QUOTED PASSAGE:
※ ※ ※

The gray wolf is still the second most widespread land predator, although humans (the top widespread predator) have reduced their historic range by approximately one-third. In areas where the wolf was once whipped the canny canids are making a comeback.
European wolves benefited from the continent's gradual move away from agricultural economies. As less people farmed and ranched, the wolves faced less persecution as threats to livestock. In Italy, the gray wolf population continues to increase into the hundreds and has now spread into France's Mercantour National Park and the western Alps. Italian wolves are doing so well they even have time to enjoy the finer things in life. Recent studies have found that some wolves in Tuscany are gourmands, who prefer wild boar to the deer other European wolves eat.
American wolves are retaking territory as well. The wolves lost a tremendous geographic range during the past few centuries. They once covered nearly the entire North American continent as far south as central Mexico, but extermination campaigns pushed them north of the Canadian border, with only a few remnants left in the lower 48 states by the 1950s.
U.S. gray wolves have returned to areas of the northern Rocky Mountains, where they were removed from the endangered species list last year. The wolves have also spread south in Wisconsin from a stronghold in Minnesota. Last year Wisconsin had its first organized and legal wolf hunt in recent history. However, the hunt drew criticism from groups, including the Center for Biological Diversity, that considered the population (~800) to be too small for a hunt. Wolf hunts in the Rocky Mountain region also have been contentious, especially the practice of hunting wolves from helicopters.

※ ※ ※

EXTRACTED DATA:
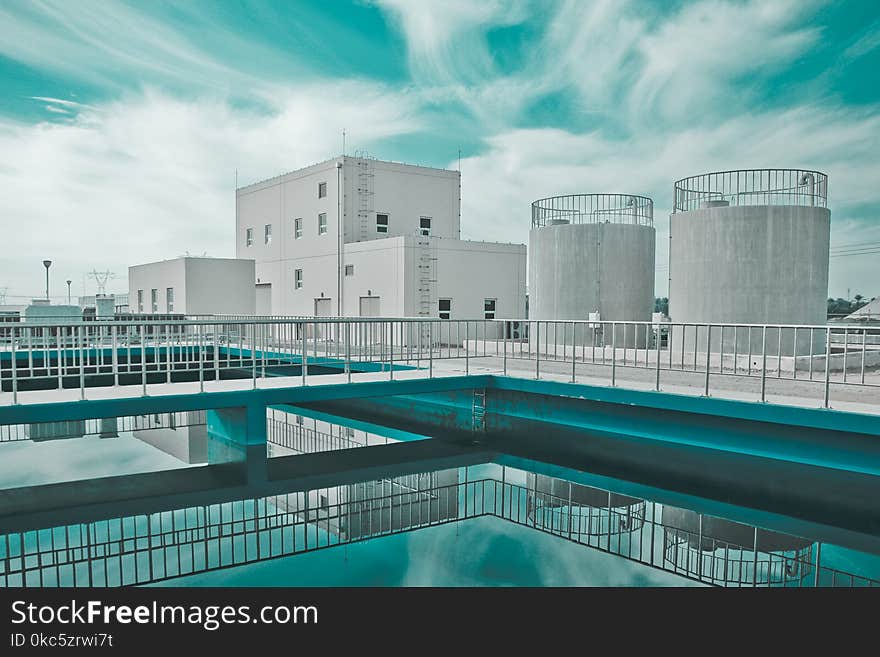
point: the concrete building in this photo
(592, 256)
(398, 252)
(751, 247)
(192, 286)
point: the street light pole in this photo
(47, 264)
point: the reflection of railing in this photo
(169, 544)
(593, 209)
(142, 354)
(724, 563)
(752, 187)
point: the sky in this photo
(124, 125)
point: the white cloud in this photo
(149, 176)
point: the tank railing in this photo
(593, 208)
(165, 545)
(699, 358)
(752, 187)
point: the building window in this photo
(489, 308)
(445, 308)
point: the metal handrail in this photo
(771, 186)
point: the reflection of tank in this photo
(563, 506)
(727, 551)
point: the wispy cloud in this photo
(150, 176)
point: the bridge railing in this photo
(702, 358)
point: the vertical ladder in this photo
(479, 410)
(365, 195)
(427, 304)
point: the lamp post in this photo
(47, 264)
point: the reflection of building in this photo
(181, 435)
(563, 506)
(56, 430)
(354, 511)
(726, 551)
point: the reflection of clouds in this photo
(490, 551)
(476, 552)
(26, 463)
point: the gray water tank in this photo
(751, 247)
(592, 253)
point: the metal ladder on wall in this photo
(365, 193)
(426, 277)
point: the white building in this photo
(399, 253)
(192, 286)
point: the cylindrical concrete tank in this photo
(751, 247)
(592, 253)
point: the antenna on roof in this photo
(101, 278)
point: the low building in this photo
(192, 286)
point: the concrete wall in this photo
(202, 286)
(576, 269)
(750, 265)
(404, 192)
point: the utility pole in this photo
(47, 264)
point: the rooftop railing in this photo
(751, 361)
(593, 209)
(751, 187)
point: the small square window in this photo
(489, 308)
(445, 308)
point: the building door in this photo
(264, 299)
(370, 333)
(323, 308)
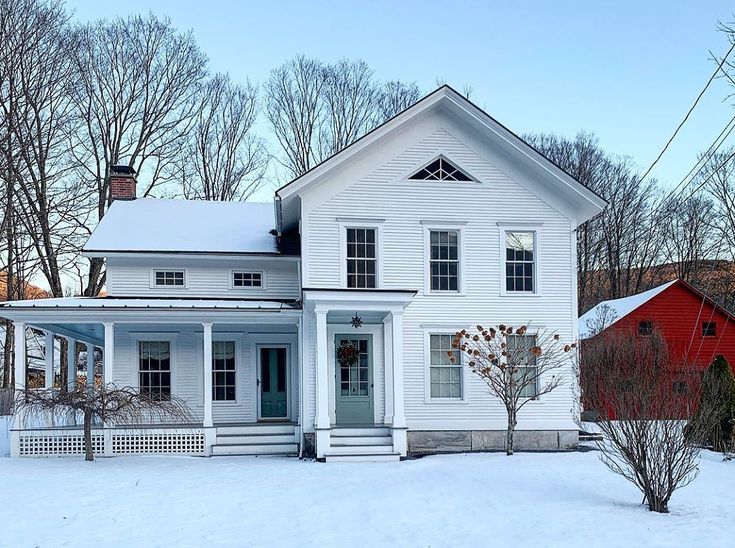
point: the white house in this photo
(437, 220)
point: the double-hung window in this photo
(523, 362)
(520, 261)
(444, 260)
(445, 375)
(362, 258)
(154, 369)
(168, 278)
(247, 279)
(223, 370)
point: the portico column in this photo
(90, 365)
(48, 353)
(322, 422)
(207, 375)
(400, 444)
(20, 355)
(108, 354)
(388, 360)
(71, 363)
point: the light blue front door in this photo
(354, 382)
(273, 383)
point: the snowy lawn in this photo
(546, 499)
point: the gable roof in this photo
(624, 306)
(587, 203)
(149, 225)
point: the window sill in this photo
(445, 294)
(446, 401)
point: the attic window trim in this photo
(166, 273)
(444, 172)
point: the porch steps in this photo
(256, 439)
(371, 444)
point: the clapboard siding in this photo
(384, 193)
(187, 363)
(206, 278)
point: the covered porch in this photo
(358, 401)
(234, 364)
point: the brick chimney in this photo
(122, 183)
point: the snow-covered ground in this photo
(545, 499)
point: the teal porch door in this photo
(354, 382)
(273, 383)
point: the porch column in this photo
(109, 353)
(388, 367)
(322, 423)
(20, 355)
(90, 365)
(71, 363)
(207, 375)
(400, 444)
(48, 353)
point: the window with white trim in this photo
(168, 278)
(154, 369)
(444, 260)
(445, 375)
(362, 259)
(223, 370)
(523, 361)
(247, 279)
(520, 257)
(440, 170)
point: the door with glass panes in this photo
(273, 381)
(354, 381)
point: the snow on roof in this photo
(152, 224)
(607, 313)
(118, 303)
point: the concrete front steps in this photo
(256, 439)
(371, 444)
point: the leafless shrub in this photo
(106, 403)
(518, 365)
(631, 382)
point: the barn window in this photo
(645, 327)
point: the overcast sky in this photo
(625, 70)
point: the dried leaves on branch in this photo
(108, 404)
(635, 388)
(518, 365)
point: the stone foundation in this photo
(309, 445)
(426, 442)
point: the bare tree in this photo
(688, 227)
(517, 365)
(138, 96)
(317, 109)
(293, 95)
(106, 403)
(397, 96)
(616, 250)
(224, 159)
(629, 380)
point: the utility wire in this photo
(689, 112)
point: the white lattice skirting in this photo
(58, 443)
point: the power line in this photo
(689, 112)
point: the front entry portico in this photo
(368, 393)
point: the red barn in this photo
(695, 328)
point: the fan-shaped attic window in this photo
(440, 170)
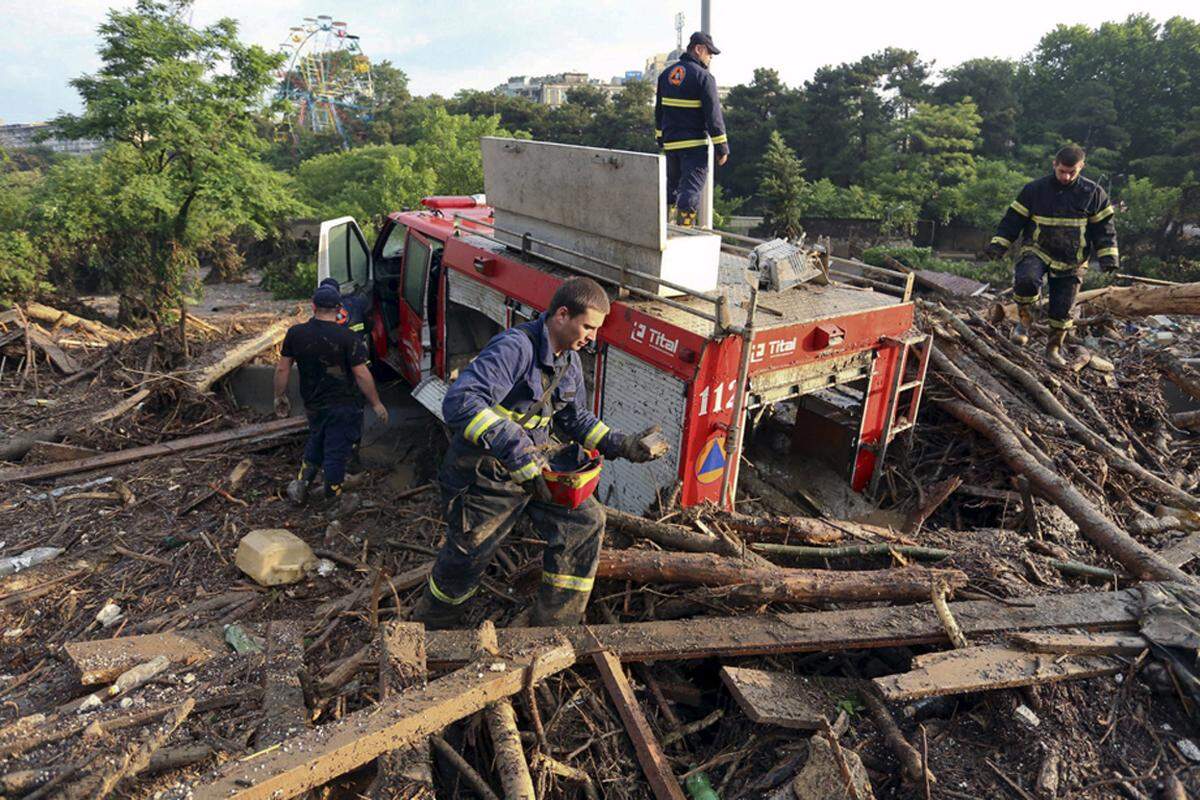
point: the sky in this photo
(444, 47)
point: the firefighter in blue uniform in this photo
(1063, 220)
(687, 116)
(501, 411)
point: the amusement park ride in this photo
(327, 77)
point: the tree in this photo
(178, 102)
(781, 187)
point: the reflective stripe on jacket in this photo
(489, 402)
(1061, 224)
(687, 108)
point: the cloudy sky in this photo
(474, 43)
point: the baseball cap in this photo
(701, 37)
(327, 296)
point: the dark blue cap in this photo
(327, 296)
(701, 37)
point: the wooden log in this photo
(1145, 300)
(283, 704)
(257, 431)
(784, 584)
(201, 380)
(798, 702)
(985, 668)
(649, 753)
(502, 725)
(1137, 558)
(1051, 404)
(321, 755)
(805, 632)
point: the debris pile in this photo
(1019, 618)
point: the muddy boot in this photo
(558, 607)
(1054, 348)
(1024, 325)
(436, 614)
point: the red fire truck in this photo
(444, 278)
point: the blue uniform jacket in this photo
(687, 108)
(498, 388)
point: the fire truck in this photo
(708, 330)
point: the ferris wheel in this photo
(327, 77)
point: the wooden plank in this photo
(286, 713)
(321, 755)
(100, 661)
(275, 427)
(1182, 551)
(807, 632)
(649, 753)
(799, 702)
(1089, 644)
(985, 668)
(42, 341)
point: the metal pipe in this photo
(733, 440)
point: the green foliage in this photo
(178, 102)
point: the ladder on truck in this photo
(909, 383)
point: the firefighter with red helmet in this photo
(1063, 220)
(502, 409)
(687, 118)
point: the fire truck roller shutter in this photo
(636, 395)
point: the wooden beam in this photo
(805, 632)
(261, 429)
(649, 755)
(799, 702)
(985, 668)
(318, 756)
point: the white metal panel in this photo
(636, 396)
(473, 294)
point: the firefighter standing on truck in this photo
(687, 115)
(1063, 218)
(501, 410)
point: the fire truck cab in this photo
(707, 330)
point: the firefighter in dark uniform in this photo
(501, 411)
(334, 380)
(687, 116)
(1062, 220)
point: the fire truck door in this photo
(342, 253)
(415, 343)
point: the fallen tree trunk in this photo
(780, 584)
(262, 429)
(1145, 300)
(1140, 560)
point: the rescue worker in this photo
(687, 115)
(501, 410)
(1063, 218)
(334, 379)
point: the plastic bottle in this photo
(699, 788)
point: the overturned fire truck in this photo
(707, 330)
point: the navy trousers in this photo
(687, 173)
(333, 434)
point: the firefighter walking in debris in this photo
(687, 115)
(1063, 218)
(501, 411)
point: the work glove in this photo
(537, 488)
(636, 449)
(994, 251)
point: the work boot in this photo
(556, 607)
(1024, 325)
(1054, 348)
(298, 491)
(433, 613)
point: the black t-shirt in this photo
(325, 353)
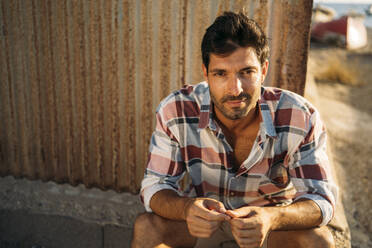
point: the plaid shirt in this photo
(187, 139)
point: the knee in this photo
(143, 223)
(144, 227)
(324, 237)
(315, 237)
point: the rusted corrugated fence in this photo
(80, 80)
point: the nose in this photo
(235, 86)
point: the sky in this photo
(344, 1)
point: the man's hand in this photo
(203, 216)
(250, 226)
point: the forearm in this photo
(168, 204)
(302, 214)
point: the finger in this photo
(252, 234)
(246, 242)
(202, 223)
(200, 233)
(242, 223)
(241, 212)
(212, 215)
(215, 205)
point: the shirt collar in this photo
(267, 113)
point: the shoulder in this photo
(289, 110)
(184, 102)
(280, 99)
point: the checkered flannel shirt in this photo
(187, 139)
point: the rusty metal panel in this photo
(80, 80)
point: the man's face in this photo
(235, 82)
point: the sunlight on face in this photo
(235, 82)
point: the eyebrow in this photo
(217, 70)
(243, 69)
(248, 68)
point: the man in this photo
(255, 155)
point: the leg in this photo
(151, 230)
(309, 238)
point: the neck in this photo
(239, 124)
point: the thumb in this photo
(239, 213)
(216, 206)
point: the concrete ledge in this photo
(36, 214)
(23, 229)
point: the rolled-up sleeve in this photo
(165, 167)
(310, 170)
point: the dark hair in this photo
(231, 31)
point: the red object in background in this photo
(348, 31)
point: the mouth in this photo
(235, 103)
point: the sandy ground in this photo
(346, 109)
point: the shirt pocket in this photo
(244, 186)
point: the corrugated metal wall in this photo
(80, 80)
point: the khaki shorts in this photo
(222, 238)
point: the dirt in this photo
(347, 112)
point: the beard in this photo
(234, 113)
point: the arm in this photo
(314, 201)
(251, 225)
(202, 215)
(160, 190)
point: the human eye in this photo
(247, 72)
(219, 73)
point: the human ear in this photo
(205, 72)
(264, 69)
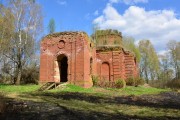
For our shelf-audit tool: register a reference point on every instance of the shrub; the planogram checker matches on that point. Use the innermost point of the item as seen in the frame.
(135, 81)
(130, 81)
(120, 83)
(95, 80)
(139, 81)
(174, 84)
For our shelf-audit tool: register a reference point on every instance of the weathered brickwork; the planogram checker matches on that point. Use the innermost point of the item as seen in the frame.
(72, 57)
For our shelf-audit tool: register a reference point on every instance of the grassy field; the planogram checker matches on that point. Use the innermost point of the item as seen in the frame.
(130, 102)
(129, 90)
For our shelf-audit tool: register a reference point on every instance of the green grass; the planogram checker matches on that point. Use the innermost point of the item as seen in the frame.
(85, 102)
(129, 90)
(18, 88)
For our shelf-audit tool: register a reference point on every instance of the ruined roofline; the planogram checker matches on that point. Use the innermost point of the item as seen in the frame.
(107, 32)
(57, 34)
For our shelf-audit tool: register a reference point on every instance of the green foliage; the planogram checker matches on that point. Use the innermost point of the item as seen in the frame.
(130, 81)
(138, 81)
(129, 44)
(149, 64)
(120, 83)
(95, 80)
(105, 42)
(134, 81)
(173, 84)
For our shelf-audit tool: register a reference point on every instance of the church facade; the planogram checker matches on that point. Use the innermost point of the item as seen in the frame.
(74, 57)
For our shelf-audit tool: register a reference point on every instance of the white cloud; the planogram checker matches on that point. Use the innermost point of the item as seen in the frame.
(158, 26)
(96, 13)
(113, 1)
(128, 2)
(61, 2)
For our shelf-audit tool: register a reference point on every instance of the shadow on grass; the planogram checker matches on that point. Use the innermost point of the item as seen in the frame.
(162, 100)
(22, 109)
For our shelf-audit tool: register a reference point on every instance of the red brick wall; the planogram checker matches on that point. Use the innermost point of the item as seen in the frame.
(76, 46)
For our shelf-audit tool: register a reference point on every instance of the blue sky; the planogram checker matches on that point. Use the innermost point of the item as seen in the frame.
(156, 20)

※ ※ ※

EXERCISE A:
According to the gray wolf text, what food do some wolves in Tuscany prefer over the deer that other European wolves eat?
EXERCISE B:
For each statement, say whether it agrees with the gray wolf text, and quote the deciding words: (i) Gray wolves once ranged as far south as central Mexico. (ii) European wolves suffered as the continent moved away from agricultural economies. (iii) The Center for Biological Diversity considered Wisconsin's wolf population too small for a hunt.
EXERCISE C:
Reproduce the part of the gray wolf text that opens with the words containing "U.S. gray wolves" and closes with "wolves from helicopters.".

EXPECTED OUTPUT A:
Wild boar.

EXPECTED OUTPUT B:
(i) Yes: "They once covered nearly the entire North American continent as far south as central Mexico."
(ii) No: "European wolves benefited from the continent's gradual move away from agricultural economies."
(iii) Yes: "the Center for Biological Diversity, that considered the population (~800) to be too small for a hunt."

EXPECTED OUTPUT C:
U.S. gray wolves have returned to areas of the northern Rocky Mountains, where they were removed from the endangered species list last year. The wolves have also spread south in Wisconsin from a stronghold in Minnesota. Last year Wisconsin had its first organized and legal wolf hunt in recent history. However, the hunt drew criticism from groups, including the Center for Biological Diversity, that considered the population (~800) to be too small for a hunt. Wolf hunts in the Rocky Mountain region also have been contentious, especially the practice of hunting wolves from helicopters.